Image-grounded pointing data

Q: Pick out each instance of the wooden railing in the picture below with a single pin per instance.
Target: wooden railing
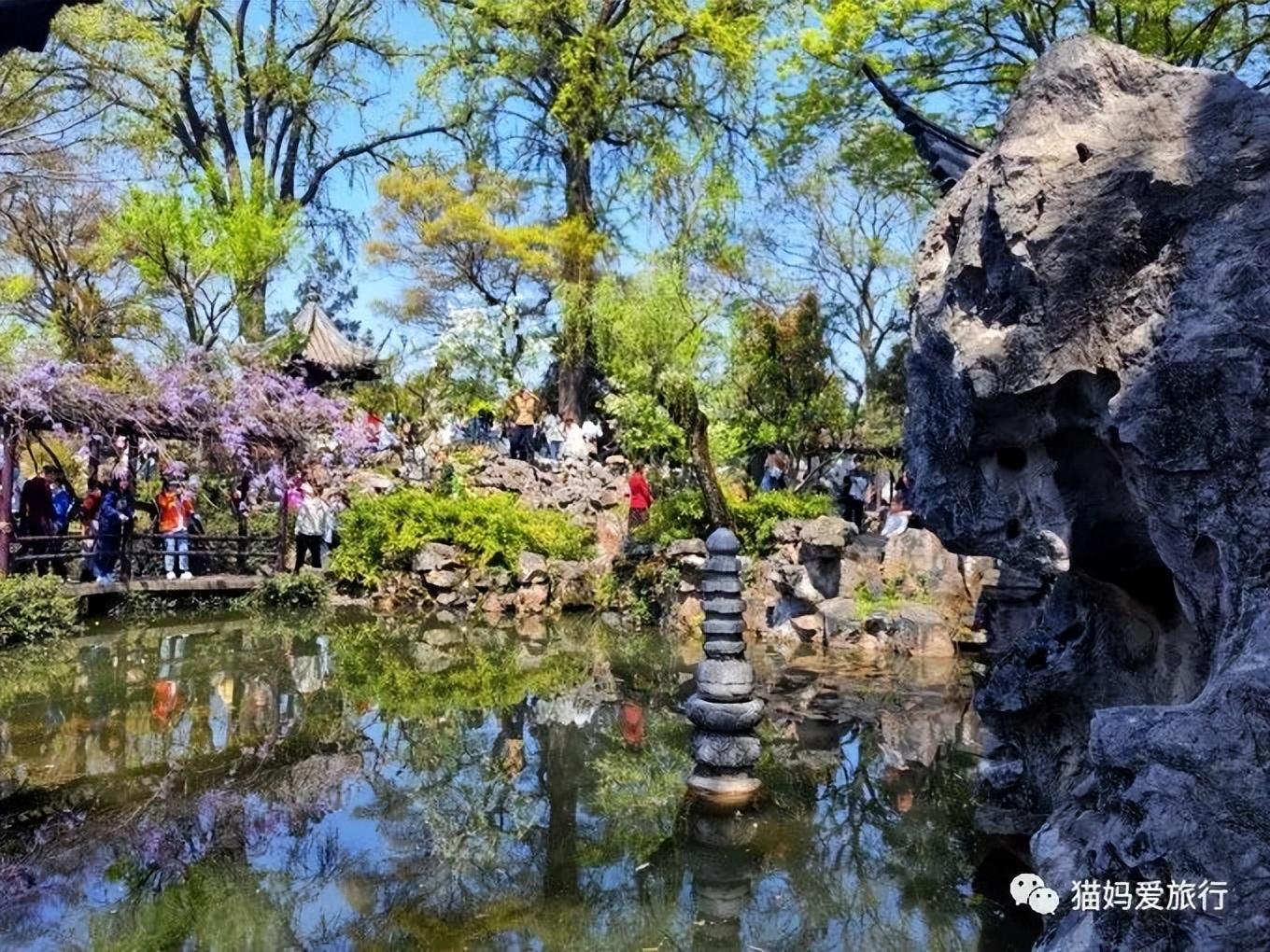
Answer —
(143, 555)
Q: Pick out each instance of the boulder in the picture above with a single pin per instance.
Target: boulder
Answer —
(825, 537)
(1086, 402)
(921, 631)
(574, 582)
(839, 617)
(434, 556)
(786, 531)
(920, 557)
(532, 599)
(808, 627)
(444, 579)
(531, 567)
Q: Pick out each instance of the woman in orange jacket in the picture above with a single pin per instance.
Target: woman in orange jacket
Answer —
(176, 511)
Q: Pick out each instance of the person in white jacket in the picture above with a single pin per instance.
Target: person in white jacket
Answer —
(310, 525)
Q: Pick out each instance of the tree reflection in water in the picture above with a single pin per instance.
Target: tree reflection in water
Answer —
(345, 785)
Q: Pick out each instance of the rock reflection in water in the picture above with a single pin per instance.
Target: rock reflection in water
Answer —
(468, 789)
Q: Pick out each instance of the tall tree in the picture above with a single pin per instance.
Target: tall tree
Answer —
(854, 249)
(57, 274)
(261, 101)
(577, 92)
(653, 337)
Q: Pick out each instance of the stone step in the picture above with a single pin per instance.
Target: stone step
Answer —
(724, 605)
(723, 718)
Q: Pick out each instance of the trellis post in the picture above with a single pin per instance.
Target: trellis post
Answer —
(279, 563)
(129, 528)
(9, 454)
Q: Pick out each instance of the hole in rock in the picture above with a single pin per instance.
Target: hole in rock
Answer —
(1012, 458)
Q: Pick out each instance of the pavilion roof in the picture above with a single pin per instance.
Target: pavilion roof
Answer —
(325, 344)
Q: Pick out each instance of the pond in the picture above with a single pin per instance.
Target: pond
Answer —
(346, 782)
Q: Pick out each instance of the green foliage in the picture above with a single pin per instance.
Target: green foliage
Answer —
(183, 245)
(782, 371)
(644, 428)
(35, 607)
(293, 591)
(380, 533)
(683, 515)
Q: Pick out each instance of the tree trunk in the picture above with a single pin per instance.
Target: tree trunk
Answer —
(250, 301)
(577, 342)
(686, 413)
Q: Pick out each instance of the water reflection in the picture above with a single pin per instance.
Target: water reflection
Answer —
(469, 789)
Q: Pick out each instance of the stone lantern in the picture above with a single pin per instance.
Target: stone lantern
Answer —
(723, 709)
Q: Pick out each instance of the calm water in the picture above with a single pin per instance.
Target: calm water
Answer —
(291, 783)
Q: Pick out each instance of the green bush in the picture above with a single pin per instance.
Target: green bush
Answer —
(293, 591)
(381, 533)
(35, 607)
(684, 515)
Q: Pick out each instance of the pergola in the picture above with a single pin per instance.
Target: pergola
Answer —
(249, 412)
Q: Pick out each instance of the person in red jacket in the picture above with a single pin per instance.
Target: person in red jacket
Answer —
(642, 497)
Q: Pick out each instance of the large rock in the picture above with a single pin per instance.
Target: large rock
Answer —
(531, 567)
(715, 716)
(434, 556)
(825, 537)
(921, 631)
(1089, 402)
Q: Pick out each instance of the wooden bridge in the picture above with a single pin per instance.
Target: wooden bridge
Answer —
(226, 565)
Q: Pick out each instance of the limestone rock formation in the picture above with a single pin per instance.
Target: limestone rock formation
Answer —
(1089, 401)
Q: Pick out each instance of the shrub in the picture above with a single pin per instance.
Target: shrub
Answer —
(35, 607)
(684, 515)
(381, 533)
(293, 591)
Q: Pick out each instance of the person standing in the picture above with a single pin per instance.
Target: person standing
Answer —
(35, 518)
(773, 471)
(176, 511)
(574, 441)
(642, 497)
(553, 428)
(524, 413)
(113, 515)
(310, 525)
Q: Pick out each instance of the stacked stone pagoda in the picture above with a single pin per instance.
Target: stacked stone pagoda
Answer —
(724, 709)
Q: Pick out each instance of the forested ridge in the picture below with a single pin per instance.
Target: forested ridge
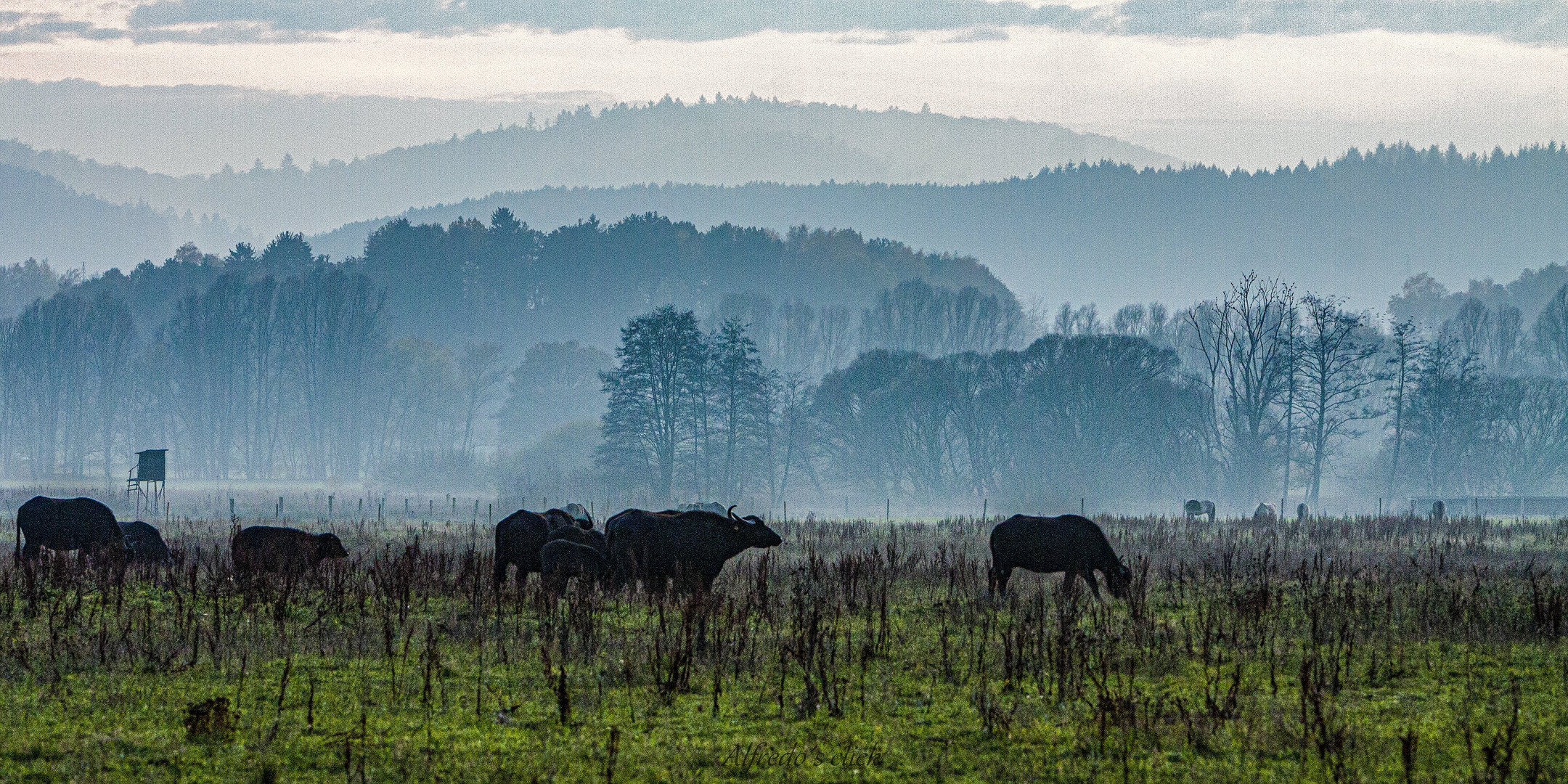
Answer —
(405, 359)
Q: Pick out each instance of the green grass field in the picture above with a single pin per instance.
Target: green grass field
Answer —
(1339, 650)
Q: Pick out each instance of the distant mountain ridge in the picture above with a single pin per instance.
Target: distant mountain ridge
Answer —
(44, 219)
(727, 142)
(1114, 234)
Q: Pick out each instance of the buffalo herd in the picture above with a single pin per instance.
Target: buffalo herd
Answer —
(682, 547)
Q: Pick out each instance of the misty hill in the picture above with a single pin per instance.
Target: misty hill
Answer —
(198, 129)
(504, 281)
(1357, 226)
(43, 219)
(725, 142)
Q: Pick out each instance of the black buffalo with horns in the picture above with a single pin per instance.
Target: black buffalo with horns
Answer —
(68, 524)
(684, 546)
(144, 543)
(520, 538)
(1070, 544)
(278, 550)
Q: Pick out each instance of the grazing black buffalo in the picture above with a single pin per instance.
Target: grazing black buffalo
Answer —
(1055, 544)
(144, 543)
(687, 546)
(518, 542)
(287, 551)
(68, 524)
(1197, 508)
(562, 560)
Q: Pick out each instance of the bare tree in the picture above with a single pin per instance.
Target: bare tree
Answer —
(1247, 347)
(1404, 348)
(481, 372)
(1338, 378)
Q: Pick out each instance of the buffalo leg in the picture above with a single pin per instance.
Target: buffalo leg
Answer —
(1093, 584)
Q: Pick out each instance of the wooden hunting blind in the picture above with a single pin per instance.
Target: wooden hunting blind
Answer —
(146, 481)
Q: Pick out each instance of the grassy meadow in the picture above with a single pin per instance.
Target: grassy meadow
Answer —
(1331, 650)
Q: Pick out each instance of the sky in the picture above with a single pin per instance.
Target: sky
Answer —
(1236, 83)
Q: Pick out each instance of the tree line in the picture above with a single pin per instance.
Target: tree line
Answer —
(285, 364)
(1257, 394)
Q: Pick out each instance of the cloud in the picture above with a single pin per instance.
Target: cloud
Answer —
(273, 21)
(231, 21)
(20, 27)
(658, 20)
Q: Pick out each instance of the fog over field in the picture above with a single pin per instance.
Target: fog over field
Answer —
(1106, 391)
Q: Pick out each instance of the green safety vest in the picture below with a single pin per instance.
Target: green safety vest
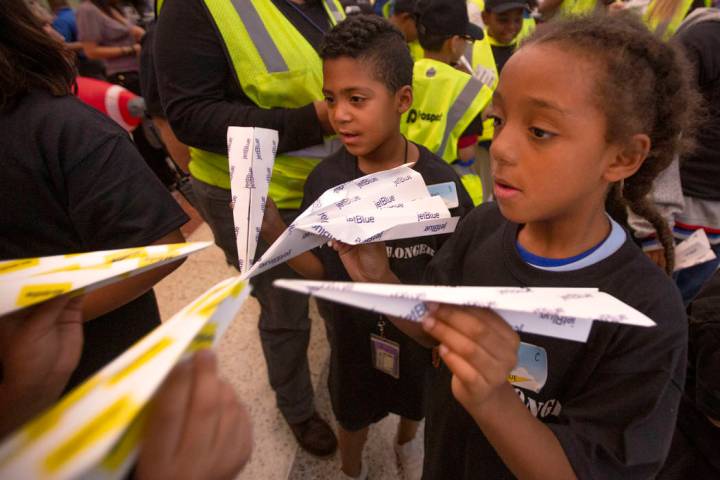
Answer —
(480, 57)
(446, 101)
(666, 29)
(575, 8)
(277, 68)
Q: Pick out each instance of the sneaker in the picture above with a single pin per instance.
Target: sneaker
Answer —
(315, 436)
(410, 458)
(363, 474)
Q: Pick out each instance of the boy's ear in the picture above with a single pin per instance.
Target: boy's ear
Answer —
(404, 98)
(629, 158)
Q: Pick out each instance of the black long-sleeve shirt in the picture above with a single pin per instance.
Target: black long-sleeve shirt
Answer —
(199, 89)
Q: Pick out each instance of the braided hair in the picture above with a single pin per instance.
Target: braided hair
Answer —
(646, 89)
(375, 41)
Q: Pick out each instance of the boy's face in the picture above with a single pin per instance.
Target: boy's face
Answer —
(505, 26)
(550, 157)
(363, 112)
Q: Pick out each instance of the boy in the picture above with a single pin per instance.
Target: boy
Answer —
(445, 116)
(367, 86)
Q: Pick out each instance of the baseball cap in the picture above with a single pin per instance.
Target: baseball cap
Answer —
(403, 6)
(500, 6)
(446, 17)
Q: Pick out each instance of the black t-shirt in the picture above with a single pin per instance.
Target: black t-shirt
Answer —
(700, 171)
(359, 393)
(199, 89)
(611, 402)
(72, 181)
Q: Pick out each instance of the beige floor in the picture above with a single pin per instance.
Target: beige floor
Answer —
(275, 455)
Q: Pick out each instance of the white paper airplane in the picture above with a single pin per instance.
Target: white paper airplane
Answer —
(94, 430)
(387, 205)
(566, 313)
(28, 281)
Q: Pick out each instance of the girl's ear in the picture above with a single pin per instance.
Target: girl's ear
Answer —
(629, 158)
(404, 98)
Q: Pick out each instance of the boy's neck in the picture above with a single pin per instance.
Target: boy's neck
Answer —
(565, 238)
(392, 153)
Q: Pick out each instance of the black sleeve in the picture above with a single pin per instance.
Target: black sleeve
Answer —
(115, 201)
(621, 423)
(200, 92)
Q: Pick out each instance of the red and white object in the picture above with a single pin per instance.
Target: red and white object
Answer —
(113, 100)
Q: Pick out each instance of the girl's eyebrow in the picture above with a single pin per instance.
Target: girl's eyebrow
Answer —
(547, 105)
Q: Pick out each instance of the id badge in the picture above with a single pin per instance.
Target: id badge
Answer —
(385, 355)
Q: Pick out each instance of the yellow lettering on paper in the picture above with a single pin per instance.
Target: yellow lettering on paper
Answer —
(32, 294)
(114, 417)
(144, 358)
(126, 445)
(15, 265)
(204, 338)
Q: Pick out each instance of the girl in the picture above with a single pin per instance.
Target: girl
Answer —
(586, 111)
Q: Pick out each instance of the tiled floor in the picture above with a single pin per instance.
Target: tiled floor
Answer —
(275, 455)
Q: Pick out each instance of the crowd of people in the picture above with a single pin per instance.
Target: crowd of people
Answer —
(582, 138)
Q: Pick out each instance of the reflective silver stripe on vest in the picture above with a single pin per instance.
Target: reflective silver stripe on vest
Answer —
(271, 57)
(469, 51)
(319, 152)
(332, 8)
(458, 109)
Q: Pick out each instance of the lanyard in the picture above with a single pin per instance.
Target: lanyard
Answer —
(306, 17)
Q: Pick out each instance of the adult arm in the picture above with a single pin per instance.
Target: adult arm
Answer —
(201, 94)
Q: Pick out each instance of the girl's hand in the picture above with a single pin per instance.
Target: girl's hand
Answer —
(479, 348)
(365, 263)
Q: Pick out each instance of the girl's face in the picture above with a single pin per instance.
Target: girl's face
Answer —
(549, 155)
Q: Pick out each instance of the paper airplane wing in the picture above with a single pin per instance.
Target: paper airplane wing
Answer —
(88, 431)
(27, 282)
(565, 313)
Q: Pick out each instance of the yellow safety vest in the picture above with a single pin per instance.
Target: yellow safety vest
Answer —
(666, 29)
(416, 50)
(480, 57)
(277, 68)
(446, 101)
(575, 8)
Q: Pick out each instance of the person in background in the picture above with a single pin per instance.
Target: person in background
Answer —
(693, 453)
(218, 66)
(107, 34)
(39, 349)
(445, 116)
(72, 181)
(402, 15)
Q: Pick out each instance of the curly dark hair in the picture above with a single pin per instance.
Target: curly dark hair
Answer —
(646, 89)
(375, 41)
(29, 57)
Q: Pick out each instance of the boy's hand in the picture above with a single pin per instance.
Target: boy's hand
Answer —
(196, 428)
(39, 349)
(365, 263)
(479, 348)
(273, 224)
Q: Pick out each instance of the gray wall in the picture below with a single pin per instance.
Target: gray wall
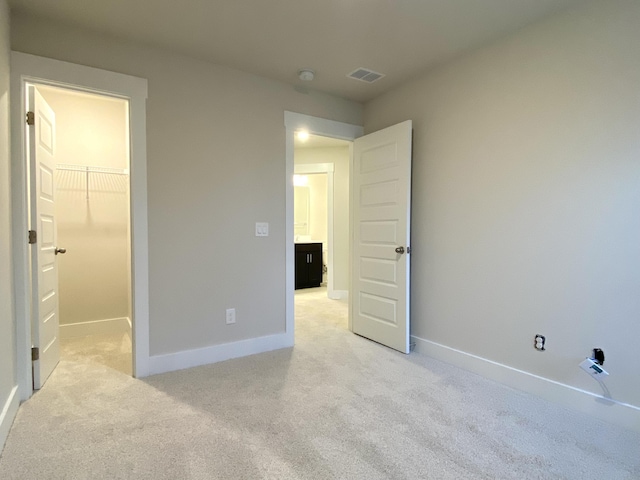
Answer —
(7, 335)
(216, 165)
(526, 197)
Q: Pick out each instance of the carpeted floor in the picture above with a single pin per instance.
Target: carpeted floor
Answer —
(335, 407)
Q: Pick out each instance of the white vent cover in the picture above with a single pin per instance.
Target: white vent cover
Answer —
(365, 75)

> Try it
Filter the records for the word "lanyard" and show every line that has it.

> Result of the task
Q: Pick out each instance of the lanyard in the picture above with a single pin per instance.
Target: lanyard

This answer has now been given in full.